→ GOAL OF THE EXERCISE: Copy, exactly and without additions, every line in the records below from the one holding "For the shot-chart build, locate every instance of the orange" through the one holding "the gold pattern", both ends included.

┄┄┄┄┄┄┄┄┄┄

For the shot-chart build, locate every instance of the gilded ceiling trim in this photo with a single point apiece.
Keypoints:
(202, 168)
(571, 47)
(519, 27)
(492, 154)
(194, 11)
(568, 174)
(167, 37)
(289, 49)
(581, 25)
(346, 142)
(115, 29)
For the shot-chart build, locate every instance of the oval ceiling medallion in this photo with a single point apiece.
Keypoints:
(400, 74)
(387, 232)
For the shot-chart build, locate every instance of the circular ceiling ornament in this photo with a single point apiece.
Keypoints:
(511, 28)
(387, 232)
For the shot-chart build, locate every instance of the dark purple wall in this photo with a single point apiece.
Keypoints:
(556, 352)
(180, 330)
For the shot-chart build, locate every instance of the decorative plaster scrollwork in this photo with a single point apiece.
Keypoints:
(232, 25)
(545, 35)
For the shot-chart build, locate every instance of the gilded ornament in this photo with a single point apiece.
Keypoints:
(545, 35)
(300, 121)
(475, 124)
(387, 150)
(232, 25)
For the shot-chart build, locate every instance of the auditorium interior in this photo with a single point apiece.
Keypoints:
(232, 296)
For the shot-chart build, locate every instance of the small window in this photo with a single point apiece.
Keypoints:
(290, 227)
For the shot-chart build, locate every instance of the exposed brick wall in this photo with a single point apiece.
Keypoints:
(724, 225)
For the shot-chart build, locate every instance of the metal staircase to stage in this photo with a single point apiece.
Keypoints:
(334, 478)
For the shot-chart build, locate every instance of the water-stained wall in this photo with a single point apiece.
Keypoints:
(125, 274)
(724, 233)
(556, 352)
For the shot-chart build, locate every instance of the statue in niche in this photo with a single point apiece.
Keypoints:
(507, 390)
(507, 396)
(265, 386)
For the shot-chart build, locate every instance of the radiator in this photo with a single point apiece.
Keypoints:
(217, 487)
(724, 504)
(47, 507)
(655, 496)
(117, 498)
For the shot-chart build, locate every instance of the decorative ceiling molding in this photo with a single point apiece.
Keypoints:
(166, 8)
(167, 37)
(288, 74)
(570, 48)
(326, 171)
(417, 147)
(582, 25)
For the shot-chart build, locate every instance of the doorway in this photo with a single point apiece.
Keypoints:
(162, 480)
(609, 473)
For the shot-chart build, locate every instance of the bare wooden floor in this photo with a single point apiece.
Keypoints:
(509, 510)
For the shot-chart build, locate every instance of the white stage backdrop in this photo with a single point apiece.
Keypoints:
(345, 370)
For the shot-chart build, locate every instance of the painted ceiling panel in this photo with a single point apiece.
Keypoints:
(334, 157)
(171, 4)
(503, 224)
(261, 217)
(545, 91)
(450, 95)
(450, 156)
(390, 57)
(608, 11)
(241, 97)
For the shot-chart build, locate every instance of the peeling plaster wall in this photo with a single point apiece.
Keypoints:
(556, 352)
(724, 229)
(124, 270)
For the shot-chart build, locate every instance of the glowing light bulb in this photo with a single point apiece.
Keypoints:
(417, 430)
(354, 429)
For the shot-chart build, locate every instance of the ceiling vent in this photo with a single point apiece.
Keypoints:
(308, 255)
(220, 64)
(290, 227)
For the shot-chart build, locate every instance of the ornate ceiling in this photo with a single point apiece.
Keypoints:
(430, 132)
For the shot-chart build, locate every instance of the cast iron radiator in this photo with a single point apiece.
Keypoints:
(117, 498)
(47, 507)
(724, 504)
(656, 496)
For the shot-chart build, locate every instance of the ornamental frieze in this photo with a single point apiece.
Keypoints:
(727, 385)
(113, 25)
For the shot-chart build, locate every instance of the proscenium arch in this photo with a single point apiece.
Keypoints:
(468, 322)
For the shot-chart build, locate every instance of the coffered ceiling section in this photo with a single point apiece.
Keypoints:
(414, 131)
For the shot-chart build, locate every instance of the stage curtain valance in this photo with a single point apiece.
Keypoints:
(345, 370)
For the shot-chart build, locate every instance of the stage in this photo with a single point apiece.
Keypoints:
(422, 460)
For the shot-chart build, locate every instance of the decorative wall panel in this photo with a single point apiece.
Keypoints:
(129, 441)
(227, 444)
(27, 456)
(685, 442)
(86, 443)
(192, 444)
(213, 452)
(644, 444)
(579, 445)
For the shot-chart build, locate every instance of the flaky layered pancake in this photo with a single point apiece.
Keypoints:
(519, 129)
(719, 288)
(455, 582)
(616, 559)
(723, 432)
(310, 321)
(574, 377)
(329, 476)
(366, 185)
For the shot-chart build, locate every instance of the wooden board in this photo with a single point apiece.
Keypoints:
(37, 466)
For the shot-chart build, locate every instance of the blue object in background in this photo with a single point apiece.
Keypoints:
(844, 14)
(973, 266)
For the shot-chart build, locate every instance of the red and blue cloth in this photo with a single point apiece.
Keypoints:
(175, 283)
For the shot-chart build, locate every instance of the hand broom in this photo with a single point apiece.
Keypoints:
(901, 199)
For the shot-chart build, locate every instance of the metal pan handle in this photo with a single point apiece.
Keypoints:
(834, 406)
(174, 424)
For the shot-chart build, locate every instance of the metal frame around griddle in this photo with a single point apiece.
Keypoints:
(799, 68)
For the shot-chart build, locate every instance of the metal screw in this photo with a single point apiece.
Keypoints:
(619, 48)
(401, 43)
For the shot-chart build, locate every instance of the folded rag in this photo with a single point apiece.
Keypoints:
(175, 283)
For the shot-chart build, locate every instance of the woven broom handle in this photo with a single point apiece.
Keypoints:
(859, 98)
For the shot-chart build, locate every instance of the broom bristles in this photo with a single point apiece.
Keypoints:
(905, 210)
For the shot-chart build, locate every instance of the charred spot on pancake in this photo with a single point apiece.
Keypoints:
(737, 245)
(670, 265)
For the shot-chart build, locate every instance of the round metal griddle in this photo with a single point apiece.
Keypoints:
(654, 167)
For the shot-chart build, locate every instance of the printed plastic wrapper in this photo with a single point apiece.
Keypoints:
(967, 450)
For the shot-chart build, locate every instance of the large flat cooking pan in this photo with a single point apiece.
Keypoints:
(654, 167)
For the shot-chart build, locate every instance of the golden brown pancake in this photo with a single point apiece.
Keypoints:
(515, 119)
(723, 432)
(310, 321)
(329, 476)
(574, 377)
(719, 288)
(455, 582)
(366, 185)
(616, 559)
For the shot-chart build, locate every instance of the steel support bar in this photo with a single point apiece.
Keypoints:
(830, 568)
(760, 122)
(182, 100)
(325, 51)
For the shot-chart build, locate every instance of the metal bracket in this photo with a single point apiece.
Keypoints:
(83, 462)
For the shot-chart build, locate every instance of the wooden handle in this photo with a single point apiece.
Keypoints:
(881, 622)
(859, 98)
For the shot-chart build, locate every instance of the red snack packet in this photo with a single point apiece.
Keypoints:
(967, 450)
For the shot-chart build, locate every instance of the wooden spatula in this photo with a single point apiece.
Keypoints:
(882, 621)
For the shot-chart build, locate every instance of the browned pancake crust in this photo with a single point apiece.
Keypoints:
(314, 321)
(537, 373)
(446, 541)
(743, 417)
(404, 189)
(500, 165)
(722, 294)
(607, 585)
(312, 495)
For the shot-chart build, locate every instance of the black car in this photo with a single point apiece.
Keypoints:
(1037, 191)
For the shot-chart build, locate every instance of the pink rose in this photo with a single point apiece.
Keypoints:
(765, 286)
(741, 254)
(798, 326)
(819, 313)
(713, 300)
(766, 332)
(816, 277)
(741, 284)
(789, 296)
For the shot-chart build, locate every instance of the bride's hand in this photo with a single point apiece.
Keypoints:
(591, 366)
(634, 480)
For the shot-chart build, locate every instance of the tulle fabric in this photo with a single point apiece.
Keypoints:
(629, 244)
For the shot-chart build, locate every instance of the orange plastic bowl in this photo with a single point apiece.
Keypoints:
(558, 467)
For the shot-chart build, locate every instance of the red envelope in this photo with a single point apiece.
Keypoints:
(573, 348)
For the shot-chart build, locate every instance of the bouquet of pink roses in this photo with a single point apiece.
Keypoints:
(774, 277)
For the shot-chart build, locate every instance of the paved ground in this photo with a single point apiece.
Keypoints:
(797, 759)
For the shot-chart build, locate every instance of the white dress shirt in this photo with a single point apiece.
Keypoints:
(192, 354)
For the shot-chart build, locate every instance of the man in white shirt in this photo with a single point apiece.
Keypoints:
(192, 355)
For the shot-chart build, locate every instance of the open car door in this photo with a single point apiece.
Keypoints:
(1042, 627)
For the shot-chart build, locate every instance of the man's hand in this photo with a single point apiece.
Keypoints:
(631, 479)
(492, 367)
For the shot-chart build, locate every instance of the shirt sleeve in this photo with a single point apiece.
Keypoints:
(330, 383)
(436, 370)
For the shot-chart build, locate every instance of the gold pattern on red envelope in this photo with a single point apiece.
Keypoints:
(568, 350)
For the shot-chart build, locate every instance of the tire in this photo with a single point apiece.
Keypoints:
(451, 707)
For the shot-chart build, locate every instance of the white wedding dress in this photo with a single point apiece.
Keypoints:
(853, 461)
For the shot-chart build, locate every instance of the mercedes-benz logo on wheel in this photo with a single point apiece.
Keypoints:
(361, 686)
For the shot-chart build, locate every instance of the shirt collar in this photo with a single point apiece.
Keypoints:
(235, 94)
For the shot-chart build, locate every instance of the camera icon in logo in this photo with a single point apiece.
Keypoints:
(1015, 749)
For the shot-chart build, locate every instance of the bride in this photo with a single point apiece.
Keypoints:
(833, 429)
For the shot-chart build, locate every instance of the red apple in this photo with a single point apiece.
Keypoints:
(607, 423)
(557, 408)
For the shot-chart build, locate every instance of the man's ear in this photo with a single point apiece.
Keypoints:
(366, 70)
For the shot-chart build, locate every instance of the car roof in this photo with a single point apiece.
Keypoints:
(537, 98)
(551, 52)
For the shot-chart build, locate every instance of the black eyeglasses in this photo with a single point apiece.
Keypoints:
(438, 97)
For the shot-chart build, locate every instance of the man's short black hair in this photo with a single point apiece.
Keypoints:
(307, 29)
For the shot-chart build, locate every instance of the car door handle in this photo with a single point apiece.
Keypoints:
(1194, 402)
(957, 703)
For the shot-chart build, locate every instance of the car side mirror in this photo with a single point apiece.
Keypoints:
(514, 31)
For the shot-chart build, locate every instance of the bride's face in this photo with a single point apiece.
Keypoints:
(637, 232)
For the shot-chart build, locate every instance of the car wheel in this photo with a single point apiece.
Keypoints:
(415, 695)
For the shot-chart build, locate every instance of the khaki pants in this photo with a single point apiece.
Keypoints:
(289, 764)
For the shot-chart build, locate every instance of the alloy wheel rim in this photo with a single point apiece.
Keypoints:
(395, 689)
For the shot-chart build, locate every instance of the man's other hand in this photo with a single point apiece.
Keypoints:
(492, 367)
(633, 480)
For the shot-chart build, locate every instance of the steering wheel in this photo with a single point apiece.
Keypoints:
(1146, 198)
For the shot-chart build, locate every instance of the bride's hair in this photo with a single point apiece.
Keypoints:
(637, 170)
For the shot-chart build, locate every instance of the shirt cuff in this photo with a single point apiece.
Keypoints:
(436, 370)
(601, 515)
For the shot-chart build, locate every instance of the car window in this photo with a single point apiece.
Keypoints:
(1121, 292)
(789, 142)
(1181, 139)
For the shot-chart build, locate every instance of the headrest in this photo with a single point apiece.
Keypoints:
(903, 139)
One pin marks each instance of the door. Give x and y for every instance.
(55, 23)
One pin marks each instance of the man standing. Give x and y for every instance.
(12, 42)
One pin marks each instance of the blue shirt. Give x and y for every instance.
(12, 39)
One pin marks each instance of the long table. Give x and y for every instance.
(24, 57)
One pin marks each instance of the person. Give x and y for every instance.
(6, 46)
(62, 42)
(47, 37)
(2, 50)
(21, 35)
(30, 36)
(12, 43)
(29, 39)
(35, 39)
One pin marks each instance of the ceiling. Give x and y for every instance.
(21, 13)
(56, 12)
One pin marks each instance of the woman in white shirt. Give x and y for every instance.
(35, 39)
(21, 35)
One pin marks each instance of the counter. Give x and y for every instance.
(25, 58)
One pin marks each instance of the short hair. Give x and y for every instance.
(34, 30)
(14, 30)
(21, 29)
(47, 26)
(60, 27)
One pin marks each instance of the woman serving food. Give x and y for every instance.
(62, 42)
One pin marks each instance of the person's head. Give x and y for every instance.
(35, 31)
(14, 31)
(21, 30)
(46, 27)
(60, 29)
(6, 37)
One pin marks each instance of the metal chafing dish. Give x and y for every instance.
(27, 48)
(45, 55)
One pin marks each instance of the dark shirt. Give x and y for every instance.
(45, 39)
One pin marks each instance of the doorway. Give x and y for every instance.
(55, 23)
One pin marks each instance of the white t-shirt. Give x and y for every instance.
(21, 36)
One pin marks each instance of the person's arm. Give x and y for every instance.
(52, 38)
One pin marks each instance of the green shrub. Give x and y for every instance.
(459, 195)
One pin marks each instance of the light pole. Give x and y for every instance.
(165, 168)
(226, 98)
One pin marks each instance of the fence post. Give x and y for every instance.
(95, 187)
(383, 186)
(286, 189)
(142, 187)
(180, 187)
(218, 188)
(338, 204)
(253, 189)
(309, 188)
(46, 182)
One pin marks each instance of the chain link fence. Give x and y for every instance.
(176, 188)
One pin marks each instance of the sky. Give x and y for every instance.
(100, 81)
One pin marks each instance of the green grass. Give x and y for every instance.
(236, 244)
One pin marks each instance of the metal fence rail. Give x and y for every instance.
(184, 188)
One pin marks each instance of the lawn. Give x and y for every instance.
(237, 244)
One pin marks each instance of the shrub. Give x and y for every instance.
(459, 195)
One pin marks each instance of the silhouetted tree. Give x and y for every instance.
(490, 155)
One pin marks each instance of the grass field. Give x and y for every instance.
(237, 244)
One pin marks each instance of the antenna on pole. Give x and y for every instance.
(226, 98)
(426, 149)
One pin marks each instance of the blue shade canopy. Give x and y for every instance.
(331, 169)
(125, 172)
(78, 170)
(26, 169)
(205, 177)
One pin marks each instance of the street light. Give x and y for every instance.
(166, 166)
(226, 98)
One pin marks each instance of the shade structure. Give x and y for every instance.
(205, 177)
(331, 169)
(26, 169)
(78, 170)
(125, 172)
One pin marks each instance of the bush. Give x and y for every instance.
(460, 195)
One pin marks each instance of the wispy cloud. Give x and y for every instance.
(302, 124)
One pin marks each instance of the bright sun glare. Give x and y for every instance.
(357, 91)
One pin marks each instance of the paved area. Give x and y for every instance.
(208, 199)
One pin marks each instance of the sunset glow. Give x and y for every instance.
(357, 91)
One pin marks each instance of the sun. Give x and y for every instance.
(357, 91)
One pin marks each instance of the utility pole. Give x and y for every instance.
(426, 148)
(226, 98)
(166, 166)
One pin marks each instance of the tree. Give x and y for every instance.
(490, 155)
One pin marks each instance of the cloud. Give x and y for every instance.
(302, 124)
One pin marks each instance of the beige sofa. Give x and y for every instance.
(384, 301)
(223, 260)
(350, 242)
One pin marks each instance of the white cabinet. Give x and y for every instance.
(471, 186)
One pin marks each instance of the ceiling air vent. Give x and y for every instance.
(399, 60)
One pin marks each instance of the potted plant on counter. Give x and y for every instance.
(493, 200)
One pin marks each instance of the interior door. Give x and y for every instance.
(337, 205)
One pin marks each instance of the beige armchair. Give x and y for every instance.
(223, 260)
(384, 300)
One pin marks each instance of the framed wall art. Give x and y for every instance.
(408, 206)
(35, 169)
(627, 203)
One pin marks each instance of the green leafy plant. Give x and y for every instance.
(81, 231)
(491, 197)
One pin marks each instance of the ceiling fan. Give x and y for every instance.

┄┄┄┄┄┄┄┄┄┄

→ TASK SOLUTION:
For the shot-chart build, locate every instance of the orange plastic bowl in this photo with a single point apiece.
Keypoints:
(558, 467)
For the shot-chart build, locate every instance of the red envelope in this photo with a single point apiece.
Keypoints:
(573, 348)
For the shot-chart build, locate every instance of the bouquet of pink roses in this photo with a single point apiece.
Keypoints:
(774, 277)
For the shot-chart build, locate every instance of the paved ground in this photo with a single point apiece.
Keypoints:
(797, 759)
For the shot-chart build, locate every instance of the white dress shirt in this photo with a single point apiece.
Keypoints:
(192, 354)
For the shot-chart build, locate every instance of the man in white shirt in this photo with a single point apiece.
Keypoints:
(192, 355)
For the shot-chart build, locate every instance of the open car door in this photo with a single point apiece.
Keypoints:
(1042, 627)
For the shot-chart build, locate every instance of the man's hand in this photo with a single point apiece.
Keypoints:
(631, 479)
(492, 367)
For the shot-chart build, locate every instance of the shirt sleeve in this photo with a single point apiece.
Keypoints:
(330, 383)
(436, 370)
For the shot-chart build, locate every instance of the gold pattern on red envelope in this photo with a single point apiece.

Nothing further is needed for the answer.